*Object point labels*
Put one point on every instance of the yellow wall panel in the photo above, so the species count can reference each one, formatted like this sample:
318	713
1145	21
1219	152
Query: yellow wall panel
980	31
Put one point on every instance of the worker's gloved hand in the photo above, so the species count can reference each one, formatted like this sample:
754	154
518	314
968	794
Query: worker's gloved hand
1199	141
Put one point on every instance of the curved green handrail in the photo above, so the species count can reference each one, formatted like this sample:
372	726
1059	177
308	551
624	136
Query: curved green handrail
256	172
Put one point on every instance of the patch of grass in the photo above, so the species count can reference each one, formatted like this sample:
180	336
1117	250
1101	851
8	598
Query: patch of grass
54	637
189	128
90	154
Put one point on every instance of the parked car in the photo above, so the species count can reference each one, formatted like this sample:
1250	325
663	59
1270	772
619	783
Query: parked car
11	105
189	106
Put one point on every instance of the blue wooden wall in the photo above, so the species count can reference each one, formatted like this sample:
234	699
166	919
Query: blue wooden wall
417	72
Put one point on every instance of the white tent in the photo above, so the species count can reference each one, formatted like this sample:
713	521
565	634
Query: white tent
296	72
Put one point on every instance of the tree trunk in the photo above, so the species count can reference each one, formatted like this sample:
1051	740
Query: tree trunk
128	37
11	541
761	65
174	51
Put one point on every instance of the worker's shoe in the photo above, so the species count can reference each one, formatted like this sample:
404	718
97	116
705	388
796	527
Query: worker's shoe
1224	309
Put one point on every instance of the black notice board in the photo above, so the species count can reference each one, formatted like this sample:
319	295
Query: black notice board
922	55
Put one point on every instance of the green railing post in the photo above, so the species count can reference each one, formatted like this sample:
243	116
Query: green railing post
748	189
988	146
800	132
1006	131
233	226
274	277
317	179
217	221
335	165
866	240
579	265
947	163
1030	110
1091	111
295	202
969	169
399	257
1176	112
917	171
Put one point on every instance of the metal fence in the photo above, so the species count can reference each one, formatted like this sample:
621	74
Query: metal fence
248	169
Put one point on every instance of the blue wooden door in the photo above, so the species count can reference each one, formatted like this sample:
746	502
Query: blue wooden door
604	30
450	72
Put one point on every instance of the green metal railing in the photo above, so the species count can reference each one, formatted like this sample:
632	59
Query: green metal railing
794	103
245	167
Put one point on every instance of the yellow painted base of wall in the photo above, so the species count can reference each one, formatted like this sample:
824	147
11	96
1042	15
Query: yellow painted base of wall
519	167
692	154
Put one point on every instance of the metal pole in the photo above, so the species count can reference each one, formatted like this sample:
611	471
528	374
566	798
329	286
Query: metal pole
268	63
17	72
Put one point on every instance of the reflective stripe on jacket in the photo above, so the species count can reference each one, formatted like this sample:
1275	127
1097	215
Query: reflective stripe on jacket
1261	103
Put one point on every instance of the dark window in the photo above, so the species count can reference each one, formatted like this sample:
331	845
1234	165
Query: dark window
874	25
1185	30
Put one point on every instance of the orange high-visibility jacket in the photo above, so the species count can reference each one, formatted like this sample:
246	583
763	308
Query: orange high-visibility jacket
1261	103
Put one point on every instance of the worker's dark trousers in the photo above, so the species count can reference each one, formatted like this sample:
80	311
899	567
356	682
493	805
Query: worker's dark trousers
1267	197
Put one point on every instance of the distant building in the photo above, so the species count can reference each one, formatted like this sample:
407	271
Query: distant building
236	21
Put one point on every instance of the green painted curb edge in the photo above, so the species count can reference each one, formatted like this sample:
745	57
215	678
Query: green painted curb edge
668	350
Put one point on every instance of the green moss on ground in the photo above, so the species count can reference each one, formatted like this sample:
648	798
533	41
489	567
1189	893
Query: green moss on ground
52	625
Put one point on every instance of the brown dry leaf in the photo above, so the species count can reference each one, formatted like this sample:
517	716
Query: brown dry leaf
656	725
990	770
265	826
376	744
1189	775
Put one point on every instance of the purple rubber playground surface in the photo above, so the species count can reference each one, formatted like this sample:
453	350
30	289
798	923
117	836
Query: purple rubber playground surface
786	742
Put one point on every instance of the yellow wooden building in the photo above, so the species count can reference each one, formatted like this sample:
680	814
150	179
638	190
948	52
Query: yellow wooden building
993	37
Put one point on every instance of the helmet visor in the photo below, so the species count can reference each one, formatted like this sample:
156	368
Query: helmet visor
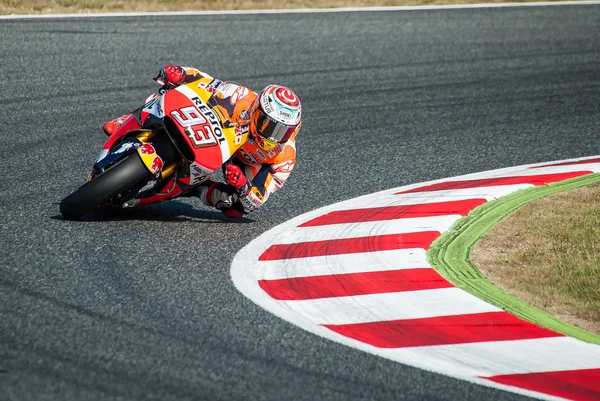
270	129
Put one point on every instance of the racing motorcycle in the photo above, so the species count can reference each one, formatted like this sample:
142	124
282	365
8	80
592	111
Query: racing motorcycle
183	140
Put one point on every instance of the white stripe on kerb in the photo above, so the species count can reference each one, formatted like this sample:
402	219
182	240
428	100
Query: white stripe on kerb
398	259
367	229
506	357
300	10
389	306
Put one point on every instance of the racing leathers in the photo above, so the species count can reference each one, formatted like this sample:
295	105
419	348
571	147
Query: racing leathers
264	171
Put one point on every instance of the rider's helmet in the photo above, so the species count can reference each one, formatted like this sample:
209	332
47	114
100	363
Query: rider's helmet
274	116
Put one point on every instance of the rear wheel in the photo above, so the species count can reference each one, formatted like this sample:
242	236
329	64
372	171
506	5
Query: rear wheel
104	187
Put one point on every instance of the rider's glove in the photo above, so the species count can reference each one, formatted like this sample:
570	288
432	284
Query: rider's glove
235	177
171	76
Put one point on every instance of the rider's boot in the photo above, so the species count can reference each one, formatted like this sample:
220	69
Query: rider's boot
127	121
220	196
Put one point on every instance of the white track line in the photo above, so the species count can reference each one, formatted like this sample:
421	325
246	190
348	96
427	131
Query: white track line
366	229
507	357
398	259
299	10
389	306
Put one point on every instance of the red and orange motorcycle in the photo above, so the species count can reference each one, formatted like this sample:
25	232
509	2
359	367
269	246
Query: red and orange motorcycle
183	140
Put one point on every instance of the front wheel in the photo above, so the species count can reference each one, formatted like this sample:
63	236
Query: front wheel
104	187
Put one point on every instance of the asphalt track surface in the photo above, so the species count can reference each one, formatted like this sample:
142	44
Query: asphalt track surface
140	305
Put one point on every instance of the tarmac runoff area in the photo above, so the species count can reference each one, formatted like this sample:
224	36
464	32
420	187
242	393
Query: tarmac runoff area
388	273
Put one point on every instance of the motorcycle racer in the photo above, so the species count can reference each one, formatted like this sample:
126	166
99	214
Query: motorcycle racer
264	162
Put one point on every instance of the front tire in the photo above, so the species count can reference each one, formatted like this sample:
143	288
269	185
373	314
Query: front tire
104	187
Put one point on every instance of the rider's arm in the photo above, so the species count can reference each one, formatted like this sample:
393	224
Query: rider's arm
268	179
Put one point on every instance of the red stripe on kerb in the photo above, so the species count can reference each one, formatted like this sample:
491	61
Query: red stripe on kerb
462	208
588	161
541	179
340	285
350	245
456	329
579	385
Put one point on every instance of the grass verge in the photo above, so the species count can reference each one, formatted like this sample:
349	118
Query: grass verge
450	256
548	254
103	6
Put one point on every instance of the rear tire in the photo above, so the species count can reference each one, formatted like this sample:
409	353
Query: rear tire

*TASK INSTRUCTIONS*
Make an exact copy of the listing above. Do not include the pictures.

*CORRECT ANSWER*
Put one point on every instance of the yellow wall panel in the photo above, so the species count can reference each one, formatted like this sample:
318	713
1145	21
1219	152
Query: yellow wall panel
980	31
Put one point on every instance of the worker's gloved hand in the photo above, so the species count can reference each one, formatted like this sample:
754	154
518	314
968	794
Query: worker's gloved hand
1199	141
Put one point on every instance of the curved green handrail in the photo above, so the species count can reference each one, formatted like this sample:
372	726
1059	177
308	551
624	136
Query: curved green handrail
256	172
Put one point on every instance of the patch of grass in the photo above, so the species count can reference each one, formatted like this sample:
180	336
1117	250
1101	851
8	598
Query: patch of grass
54	637
189	128
90	154
Put one point on every instance of the parked car in the photo above, so the species count can reference each one, formatted like this sample:
1250	325
663	59
1270	772
619	783
Query: parked car
11	105
189	106
Put one point on every instance of the blue wooden wall in the photo above, so the species count can reference each one, formatted like this sample:
234	699
166	919
Query: blue wooden wall
417	72
Put one point on every instance of the white tent in the photo above, so the species count can reference each one, formatted like this sample:
713	521
565	634
Query: white tent
296	72
Put one point on every instance of the tree trunk in the photo above, so the species count can reference each one, formatted like this sample:
1051	740
Query: tree trunk
128	37
11	541
761	65
174	51
Put one point on every instance of the worker's shoe in the photo above, so the species count can reference each one, formatted like this sample:
404	718
97	116
705	388
796	527
Query: worker's shoe
1224	309
Put one point on every instance of the black notice board in the photo above, so the species count can reference each one, formatted like this sample:
319	295
Query: black notice board
922	55
Put one point on every instance of the green railing post in the photo above, so the species count can reference each one, formatted like this sample:
243	116
Query: green railing post
748	189
988	146
800	132
1006	131
233	226
274	277
317	179
217	221
335	165
866	240
579	265
947	163
1030	110
1091	111
295	202
969	169
399	257
1176	112
917	171
Put one point on every instance of the metal fence in the photo above, so the species count can reference each one, formatted like this sample:
621	74
Query: metal fence
248	169
Put one point on every instance of the blue wooden door in the photo above, so the species count can reference each one, formatted like this sample:
746	502
Query: blue wooden door
604	30
450	72
Put one point on every instance of the green metal railing in the photo above, so the species count can reference each one, formatted like this sample:
632	59
Query: green metal railing
794	103
245	167
Put one point on every instance of the yellow painted base of wall in the photo above, so the species count can reference each one, formatted like this sample:
824	147
11	96
1042	15
Query: yellow painted base of wall
519	167
692	154
Put one point on every instance of the metal pole in the photo above, so the species count can reference each one, formatted like this sample:
611	471
528	374
566	798
329	286
Query: metal pole
268	63
17	72
Put one point on every instance of the reflective stripe on jacket in the photo above, so the species count can reference each one, formatted like this sample:
1275	127
1097	215
Query: reflective stripe on jacket
1261	103
Put one point on every instance of the dark window in the photo above, so the species count can reference each one, formatted like this sample:
331	845
1234	165
Query: dark window
874	25
1185	30
Put one point on every instance of the orange high-visibility jacket in the photo above, so the species count can reference each one, formatted like this sample:
246	583
763	308
Query: orange high-visibility jacket
1261	103
Put one point on every instance of the worker's dark trousers in the photo above, so the species count can reference each one, formatted like this sample:
80	311
899	567
356	682
493	805
Query: worker's dark trousers
1267	197
Put one point on every instance of the distant building in the photo above, so the species count can reference each one, formatted like this sample:
407	271
Query: distant building
236	21
Put one point on every instance of the green painted curb edge in the photo above, so the species count can reference each one, formatted like this sample:
745	57
215	678
Query: green painted curb edge
668	350
Put one point on every instance of the green moss on ground in the photo above, so the species count can reference each one, formatted like this sample:
648	798
533	41
489	567
1189	893
Query: green moss on ground
52	625
Put one point on every instance of the brown dry leaf in the photo above, so the species count can reference each one, formatted like this sample:
517	716
Query: brown dry leaf
656	725
990	770
265	826
376	744
1189	775
Put one point on every instance of the purple rubber playground surface in the photo above, so the species count can reference each one, formatted like this sample:
453	350
30	289
798	923
117	836
Query: purple rubber playground surface
786	742
Put one point on every instance of the yellow wooden building in the photo above, so the species count can reference each one, formatted like this sample:
680	814
150	179
638	190
948	52
Query: yellow wooden building
993	37
Put one point on every instance of the helmet visor in the photo below, so the species count can reference each one, formatted like this sample:
156	368
Query: helmet visor
270	129
Put one point on every instance of the racing motorcycle in the photo above, so the species count can reference each one, formatted like this sample:
142	124
282	365
8	80
592	111
Query: racing motorcycle
183	140
Put one point on every instance of the white stripe on kerb in the photo above, so the species count can reference each one, formatted like this sample:
402	219
182	240
428	100
Query: white stripe on kerb
398	259
367	229
506	357
300	10
389	306
Put one point on every instance of the racing leathers in the photo above, so the species count can reference each one, formatted like this sample:
295	105
419	348
571	147
Query: racing leathers
264	171
Put one point on every instance of the rider's helmet in the photo above, so the species count can reference each one, formatted like this sample:
209	332
47	114
100	363
Query: rider's helmet
274	116
Put one point on every instance of the rear wheel in the photo above, so the species count can reference each one, formatted like this sample:
242	236
329	64
372	171
506	5
Query: rear wheel
104	187
Put one point on every instance of the rider's glove in the photo above, so the species count can reference each one, formatted like this sample:
570	288
432	284
Query: rider's glove
235	177
171	76
Put one point on every instance of the rider's boot in the photo above, so the species count can reference each one, formatted like this sample:
220	69
Query: rider's boot
127	121
220	196
Put one point on every instance of the white track line in the photo above, so the species count can reference each one, formatted like this sample:
421	325
246	190
348	96
427	131
Query: white track line
366	229
507	357
398	259
299	10
389	306
Put one point on every instance of the red and orange motorcycle in the photo above, so the species count can reference each one, formatted like this sample:
25	232
509	2
359	367
269	246
Query: red and orange motorcycle
183	140
Put one point on every instance of the front wheel in the photo above, so the species count can reference each one, formatted like this sample:
63	236
Query: front wheel
104	187
Put one point on every instance of the asphalt track surface in the photo above, so the species count can reference each one, formatted like this sample:
142	44
Query: asphalt track surface
140	305
Put one point on every instance of the tarmac runoff area in the photo above, so the species count can reference each one, formatted like this sample:
224	36
464	32
420	187
242	393
Query: tarmac runoff area
388	273
Put one point on every instance of the motorcycle racer in the photo above, so the species count can reference each one, formatted like this sample:
126	166
99	214
Query: motorcycle racer
264	162
Put one point on every instance of the front tire in the photo above, so the species count can reference each one, formatted like this sample:
143	288
269	185
373	314
Query: front tire
104	187
Put one point on every instance of the rider's arm in the photo above, so the species count can reference each one, formatted like this sample:
393	224
Query: rider's arm
268	179
Put one point on every instance of the red stripe on kerb in the photo above, so the species count can reference each one, formatted like this sample:
491	61
Query: red stripe on kerb
462	208
588	161
541	179
340	285
350	245
456	329
579	385
Put one point on every instance of the grass verge in the photo above, so the species count can reference each one, formatted like this sample:
349	118
Query: grass verge
450	256
548	254
103	6
Put one point on every instance of the rear tire in the photo above, so the species count can reference each one, formatted like this sample:
409	353
Query: rear tire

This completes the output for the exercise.